→ TASK INSTRUCTIONS
Could you give the data below again, exactly and completely?

────────────────────

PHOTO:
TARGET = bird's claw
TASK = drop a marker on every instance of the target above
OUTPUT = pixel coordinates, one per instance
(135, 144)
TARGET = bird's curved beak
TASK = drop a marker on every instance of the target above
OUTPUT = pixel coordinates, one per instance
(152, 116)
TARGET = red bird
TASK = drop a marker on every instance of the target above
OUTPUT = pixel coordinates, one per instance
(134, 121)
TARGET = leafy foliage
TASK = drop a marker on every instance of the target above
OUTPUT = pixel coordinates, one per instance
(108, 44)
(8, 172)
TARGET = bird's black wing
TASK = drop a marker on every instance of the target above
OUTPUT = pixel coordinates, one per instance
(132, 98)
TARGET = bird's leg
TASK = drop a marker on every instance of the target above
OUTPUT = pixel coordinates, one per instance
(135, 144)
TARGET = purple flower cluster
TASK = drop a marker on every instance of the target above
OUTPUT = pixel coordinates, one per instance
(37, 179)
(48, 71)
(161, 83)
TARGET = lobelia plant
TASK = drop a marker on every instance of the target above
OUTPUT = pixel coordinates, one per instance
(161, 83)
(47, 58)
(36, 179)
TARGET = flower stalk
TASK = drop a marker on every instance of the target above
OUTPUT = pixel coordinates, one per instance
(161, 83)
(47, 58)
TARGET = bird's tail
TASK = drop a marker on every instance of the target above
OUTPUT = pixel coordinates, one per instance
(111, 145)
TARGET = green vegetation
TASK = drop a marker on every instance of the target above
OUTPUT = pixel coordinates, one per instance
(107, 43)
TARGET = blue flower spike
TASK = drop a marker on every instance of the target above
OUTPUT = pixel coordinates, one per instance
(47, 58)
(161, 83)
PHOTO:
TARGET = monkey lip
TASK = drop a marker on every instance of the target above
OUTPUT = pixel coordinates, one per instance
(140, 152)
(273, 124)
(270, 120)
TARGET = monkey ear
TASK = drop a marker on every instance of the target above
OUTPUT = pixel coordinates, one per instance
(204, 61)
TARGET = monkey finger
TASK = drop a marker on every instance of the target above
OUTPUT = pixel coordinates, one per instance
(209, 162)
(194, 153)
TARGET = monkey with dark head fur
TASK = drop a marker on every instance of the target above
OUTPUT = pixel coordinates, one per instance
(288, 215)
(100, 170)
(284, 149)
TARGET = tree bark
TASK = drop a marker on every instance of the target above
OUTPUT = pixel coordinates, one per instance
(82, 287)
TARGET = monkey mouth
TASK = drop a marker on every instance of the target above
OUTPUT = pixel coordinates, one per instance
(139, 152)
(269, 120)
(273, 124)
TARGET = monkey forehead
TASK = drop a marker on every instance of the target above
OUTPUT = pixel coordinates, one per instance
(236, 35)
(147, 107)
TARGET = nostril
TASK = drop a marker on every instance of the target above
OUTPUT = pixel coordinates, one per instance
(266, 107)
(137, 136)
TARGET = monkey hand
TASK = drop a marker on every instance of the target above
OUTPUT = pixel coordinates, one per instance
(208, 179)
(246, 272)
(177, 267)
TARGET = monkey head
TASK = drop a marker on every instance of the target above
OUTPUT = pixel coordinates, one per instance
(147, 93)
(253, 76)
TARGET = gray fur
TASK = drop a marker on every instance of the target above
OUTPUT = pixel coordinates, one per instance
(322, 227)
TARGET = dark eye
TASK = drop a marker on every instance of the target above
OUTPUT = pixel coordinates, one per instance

────────────────────

→ YOUR SOLUTION
PHOTO:
TARGET = bird's claw
TASK = drop a marker on every instance of the target above
OUTPUT = pixel coordinates, one per instance
(135, 144)
TARGET = bird's curved beak
TASK = drop a marker on every instance of the target above
OUTPUT = pixel coordinates, one per instance
(152, 116)
TARGET = red bird
TASK = drop a marker on every instance of the target above
OUTPUT = pixel coordinates, one per instance
(134, 121)
TARGET = leafy foliage
TASK = drop a marker on every instance of the target above
OUTPUT = pixel coordinates, one per instance
(108, 44)
(8, 172)
TARGET = bird's black wing
TASK = drop a marker on every instance of the target above
OUTPUT = pixel coordinates, one per instance
(132, 98)
TARGET = bird's leg
TASK = drop a marker on every instance of the target above
OUTPUT = pixel coordinates, one per instance
(135, 144)
TARGET = purple flower cluster
TASK = drop a marker on every instance of the target above
OUTPUT = pixel coordinates, one per instance
(37, 179)
(48, 71)
(161, 83)
TARGET = lobelia plant
TASK = drop a marker on every instance of the target above
OUTPUT = pixel coordinates, one per instance
(161, 83)
(47, 58)
(36, 179)
TARGET = flower stalk
TASK = drop a marker on every instance of the target above
OUTPUT = pixel coordinates, one per instance
(161, 83)
(47, 58)
TARGET = bird's tail
TASK = drop a marker on every instance of the target above
OUTPUT = pixel coordinates, one per instance
(111, 145)
TARGET = green vegetation
TASK = drop a marker on every instance of the target above
OUTPUT = pixel coordinates, one per instance
(107, 43)
TARGET = blue flower spike
TASK = drop a marker on every instance of the target above
OUTPUT = pixel coordinates, one per instance
(47, 58)
(161, 83)
PHOTO:
TARGET = monkey lip
TASK = drop a marker on every instance of the target above
OUTPUT = pixel coordinates, one per instance
(140, 152)
(273, 124)
(270, 120)
TARGET = monkey ear
TASK = drop a marker on every instance of the target above
OUTPUT = pixel coordinates, one per instance
(204, 61)
TARGET = monkey finger
TASK = drop a marker on every instance of the target above
OUTPUT = pixel coordinates, one per instance
(209, 162)
(194, 153)
TARGET = monkey with dark head fur
TASK = drop a marker on every instance of the target above
OUTPUT = pixel coordinates, one per instance
(288, 215)
(100, 170)
(284, 149)
TARGET = tree bark
TASK = drop a marker on every instance of the target above
OUTPUT = pixel coordinates, one per instance
(82, 287)
TARGET = monkey mouth
TASK = drop a marker on every instance of the target above
OUTPUT = pixel coordinates, one per instance
(139, 152)
(269, 120)
(273, 124)
TARGET = monkey forehead
TASK = drop a marker on every instance of the target above
OUTPUT = pixel coordinates, one per instance
(236, 35)
(147, 107)
TARGET = nostril
TASK = drop a marker on every instance of the target above
OUTPUT = pixel coordinates, one per instance
(266, 107)
(137, 136)
TARGET = monkey hand
TASK = drop a marker on every instance of the target above
OUTPUT = pixel coordinates, one per instance
(208, 179)
(246, 272)
(177, 267)
TARGET = monkey head
TASK = drop a marker on every instance of the target above
OUTPUT = pixel coordinates, one per instance
(147, 93)
(253, 76)
TARGET = gray fur
TASK = drop a marker on every instance of the target above
OUTPUT = pixel coordinates, one per instance
(322, 227)
TARGET = dark eye
TASK = drop a marker on every instance of the target above
OUTPUT = pixel coordinates, one per instance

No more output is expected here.